__Work instructions__:
(a) Rewrite the part of the text on influencing mindsets that opens with the words containing "There are several" and closes with "a few examples.", putting "learning mindset" in place of "growth mindset".
(b) Carry the text on influencing mindsets forward from its last sentence, writing the passage that comes next.

__Source text__:
-*-*-
April 21, 2015

Influencing mindsets

There are several ways to foster a growth mindset in other people. Below, I'll describe a few of them. 

When people begin to understand and experience the benefits of a growth mindset they often become interested in the question how they might foster a growth mindset in other people. This is especially the case with people in guiding roles such as parents, teachers, and managers. There are many ways in which you can influence other people's mindsets. Some of them are more direct, others are more indirect. With direct ways of influencing mindsets I mean stating or explaining something. With indirect ways of influencing I mean behavior in which you do not state or explain something but still influence the other person. I will give a few examples. 

Direct ways
Examples of direct influencing are informing, normalizing, and giving process compliments. Informing is providing information about anything that might be relevant for a growth mindset. For example, you might explain what the growth mindset is and what its benefits are. Also, you might show videos about the growth mindset. Yet another way is to share research findings, for example about discoveries about neuroplasticity).

Normalizing is especially relevant when people say they find something difficult and doubt whether they will ever be able to make any progress. Normalizing, in this context, might be to acknowledge that the topic is hard and that is thus normal what the other person is experiencing.  For example, when a student say: "I don't understand these calculations at all! I will never understand this!", the teacher might normalize by saying: "It is normal to find these calculations hard. This is indeed one of the harder parts of this subject." By doing this, the student will be less inclined to conclude: "I must be too stupid for this", and more inclined to conclude: "Apparently, it is normal to find this hard." Then, the teacher can proceed by informing the student by saying something like: "If you put in some extra effort, I'll bet you'll make progress."
-*-*-
Data extracted from a collection
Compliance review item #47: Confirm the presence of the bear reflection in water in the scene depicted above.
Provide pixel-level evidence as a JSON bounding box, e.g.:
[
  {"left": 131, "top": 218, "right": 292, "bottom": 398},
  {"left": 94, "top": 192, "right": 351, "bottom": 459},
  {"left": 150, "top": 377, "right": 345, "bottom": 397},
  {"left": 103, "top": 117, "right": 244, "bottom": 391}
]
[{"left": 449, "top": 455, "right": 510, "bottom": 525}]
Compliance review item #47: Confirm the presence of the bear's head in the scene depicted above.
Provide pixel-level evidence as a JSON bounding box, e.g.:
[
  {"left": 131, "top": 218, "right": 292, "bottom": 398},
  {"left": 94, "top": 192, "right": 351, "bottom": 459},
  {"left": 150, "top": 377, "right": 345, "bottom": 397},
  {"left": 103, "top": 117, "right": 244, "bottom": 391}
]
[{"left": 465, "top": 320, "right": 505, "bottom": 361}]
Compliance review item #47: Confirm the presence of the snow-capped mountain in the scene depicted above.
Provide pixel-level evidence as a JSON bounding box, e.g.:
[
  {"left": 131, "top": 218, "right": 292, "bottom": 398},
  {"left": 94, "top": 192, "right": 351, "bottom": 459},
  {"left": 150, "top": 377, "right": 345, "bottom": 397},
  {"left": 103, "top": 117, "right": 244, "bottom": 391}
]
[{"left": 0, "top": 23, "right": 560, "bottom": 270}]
-*-*-
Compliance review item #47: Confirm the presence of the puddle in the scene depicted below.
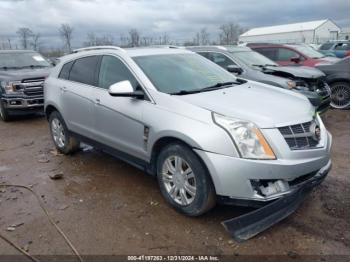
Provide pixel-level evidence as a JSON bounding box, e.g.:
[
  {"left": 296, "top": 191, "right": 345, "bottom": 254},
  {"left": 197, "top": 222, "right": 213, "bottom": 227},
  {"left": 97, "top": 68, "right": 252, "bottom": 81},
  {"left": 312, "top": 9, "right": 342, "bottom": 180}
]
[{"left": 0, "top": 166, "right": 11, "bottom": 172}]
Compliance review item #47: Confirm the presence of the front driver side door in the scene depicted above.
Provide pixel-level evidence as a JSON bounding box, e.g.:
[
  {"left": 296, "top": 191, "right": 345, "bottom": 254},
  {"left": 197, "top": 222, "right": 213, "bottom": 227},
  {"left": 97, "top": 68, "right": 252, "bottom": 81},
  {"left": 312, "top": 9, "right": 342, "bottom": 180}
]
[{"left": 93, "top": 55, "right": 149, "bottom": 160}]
-*-*-
__Exercise responses__:
(a)
There are several ways to foster a learning mindset in other people. Below, I'll describe a few of them. 

When people begin to understand and experience the benefits of a learning mindset they often become interested in the question how they might foster a learning mindset in other people. This is especially the case with people in guiding roles such as parents, teachers, and managers. There are many ways in which you can influence other people's mindsets. Some of them are more direct, others are more indirect. With direct ways of influencing mindsets I mean stating or explaining something. With indirect ways of influencing I mean behavior in which you do not state or explain something but still influence the other person. I will give a few examples.

(b)
Process compliments are compliments which are not about the person or a characteristic of a person but about what the person has done. A typical process compliment is: "I think it is great that you worked so hard at this." 

Indirect ways
Indirect ways of influencing work in more subtle ways but are not any less effective. Perhaps the most powerful example of influencing indirectly is the example which you set. If you, as a parent, show a growth mindset in your you life (for example by starting to learn a new language), there will be greater chance that your child will naturally follow your example. A manager who shows a growth mindset inspires employees to do the same. To be clear, I am not saying that you should only show a growth mindset to influence other people; you primarily do it to benefit from it yourself.

A second category of influencing indirectly is asking questions. I'll give three examples. A first example is to ask questions about the process with which the other person is engaged. Let's call these questions process questions. For example, when a child is making a drawing, you don't have to restrict yourself to "What a beautiful drawing!". By asking children what they are drawing you divert their attention from the result to the process (what am I trying to draw?). You can ask all sorts of questions about the process, such as: Can you tell me about your drawing? Is the drawing finished or will you draw some extra things? What are you going to draw next? Will you try to draw something new? Etcetera.

A second type of question is asking about past successes. When someone gets stuck in a learning process you may ask questions such as: "When, in the past, have you been able to overcome such difficulties?", or "When have been able to learn something really hard before? How did you do that? What worked well for you?"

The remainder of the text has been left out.